BEGIN Reading text

Voice control might seem like it is a widely used and universally accepted service, for everything from Internet searches, to searching titles on televisions, to home automation commands. The truth is though, this technology is still new, still being adapted, and still in need of some improvements.
The question for home automation consumers is: do you get the newest, shiniest tech that already incorporates voice controls, but might have some flaws, or do you choose a service that is a little behind in voice controls because they are trying to perfect their voice control services before offering them to the public?
I’m pretty simple when it comes to technology. I want what is new, easy, and most convenient. I am happy to pay more for the best service. But am I paying for flawed voice controls when I could be saving money and using regular old buttons? Even if my service isn’t using voice controls right now, it will eventually adapt and catch up. I could just plan to upgrade my services as new options become available.

END Reading text
BEGIN Given entries

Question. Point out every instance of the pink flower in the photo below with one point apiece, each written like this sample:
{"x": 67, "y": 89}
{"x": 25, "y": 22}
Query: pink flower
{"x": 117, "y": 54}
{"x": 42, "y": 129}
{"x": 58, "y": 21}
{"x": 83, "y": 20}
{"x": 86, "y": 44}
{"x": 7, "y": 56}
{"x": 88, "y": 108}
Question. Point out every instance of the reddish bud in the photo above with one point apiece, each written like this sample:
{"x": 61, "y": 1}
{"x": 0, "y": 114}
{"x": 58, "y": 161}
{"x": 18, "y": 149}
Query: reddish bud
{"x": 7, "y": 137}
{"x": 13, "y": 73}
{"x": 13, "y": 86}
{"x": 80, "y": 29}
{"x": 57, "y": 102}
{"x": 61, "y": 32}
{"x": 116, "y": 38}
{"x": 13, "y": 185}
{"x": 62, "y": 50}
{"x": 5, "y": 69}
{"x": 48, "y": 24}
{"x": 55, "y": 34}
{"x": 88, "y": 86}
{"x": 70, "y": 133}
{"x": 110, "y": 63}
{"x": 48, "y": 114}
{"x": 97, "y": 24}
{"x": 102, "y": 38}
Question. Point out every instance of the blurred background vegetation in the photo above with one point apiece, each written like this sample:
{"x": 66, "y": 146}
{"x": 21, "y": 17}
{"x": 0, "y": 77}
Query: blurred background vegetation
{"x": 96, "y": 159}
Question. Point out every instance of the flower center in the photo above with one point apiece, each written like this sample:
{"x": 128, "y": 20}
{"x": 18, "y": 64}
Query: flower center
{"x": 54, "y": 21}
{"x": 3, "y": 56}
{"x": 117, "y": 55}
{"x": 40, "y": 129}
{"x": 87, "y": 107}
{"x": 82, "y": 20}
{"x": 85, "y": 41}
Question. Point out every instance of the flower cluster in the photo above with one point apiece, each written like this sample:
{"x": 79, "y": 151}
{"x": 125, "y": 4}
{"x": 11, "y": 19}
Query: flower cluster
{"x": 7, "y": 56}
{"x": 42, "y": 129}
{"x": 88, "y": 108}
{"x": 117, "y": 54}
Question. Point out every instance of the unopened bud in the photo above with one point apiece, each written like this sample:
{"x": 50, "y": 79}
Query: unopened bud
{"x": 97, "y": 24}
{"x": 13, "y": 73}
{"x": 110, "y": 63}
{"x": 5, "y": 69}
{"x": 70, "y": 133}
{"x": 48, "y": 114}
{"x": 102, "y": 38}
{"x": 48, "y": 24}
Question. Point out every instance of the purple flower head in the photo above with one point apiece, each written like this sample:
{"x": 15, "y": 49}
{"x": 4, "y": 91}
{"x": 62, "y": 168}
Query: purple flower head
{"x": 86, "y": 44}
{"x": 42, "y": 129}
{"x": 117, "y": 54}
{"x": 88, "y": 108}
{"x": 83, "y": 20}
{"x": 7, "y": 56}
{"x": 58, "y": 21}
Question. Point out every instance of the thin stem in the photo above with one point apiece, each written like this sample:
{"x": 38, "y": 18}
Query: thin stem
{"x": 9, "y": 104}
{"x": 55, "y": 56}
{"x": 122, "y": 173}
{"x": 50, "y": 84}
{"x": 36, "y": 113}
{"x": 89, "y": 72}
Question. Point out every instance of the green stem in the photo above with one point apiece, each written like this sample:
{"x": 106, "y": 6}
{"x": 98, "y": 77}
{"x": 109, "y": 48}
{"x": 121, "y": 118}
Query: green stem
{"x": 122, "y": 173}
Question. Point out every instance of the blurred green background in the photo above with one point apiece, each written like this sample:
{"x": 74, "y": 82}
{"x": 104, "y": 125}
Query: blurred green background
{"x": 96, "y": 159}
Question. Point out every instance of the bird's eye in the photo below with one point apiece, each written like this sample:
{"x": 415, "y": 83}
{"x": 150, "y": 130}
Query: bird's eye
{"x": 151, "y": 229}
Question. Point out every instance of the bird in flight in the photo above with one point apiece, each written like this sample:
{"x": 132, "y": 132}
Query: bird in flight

END Given entries

Aim of the task - Pick up the text on voice control for home automation where it stops and continue it from its last sentence.

Result -
Right now, home automation services from Apple and Google are voice-based for their controls – which makes sense since both offer voice services for other products, like smartphones and Internet searches. Lagging behind a little, though is AT&T. They have a Digital Life service for home automation, but they aren’t offering voice controlling yet. They are, however, preparing for the release of a voice assistant to do just that. The new voice-based assistant won’t be available across the entire Digital Life platform yet, though. When the system updates for voice control, it will be limited to simple commands like turning on and off lights, and basic confirmations like verifying if an alarm system is active.
It’s not a full adaption, and it might still frustrate some customers, but it is a step in the right direction. At least with button control, it is easier to be precise with commands. Releasing voice-based operating before the kinks are worked out can result in more frustration that what you’ll experience using an app on your smartphone.
AT&T might have lost some customers in the last few years, as other companies seemed to be outpacing them in the technology sphere. I have to wonder if any of those customers wish they would have just kept their old AT&T service and waited for upgrades to be available.
So, which side are you on? Will you always opt to get the newest tech, even if it might be flawed, or are you patient enough to wait for your preferred provider to catch up and offer the newest services?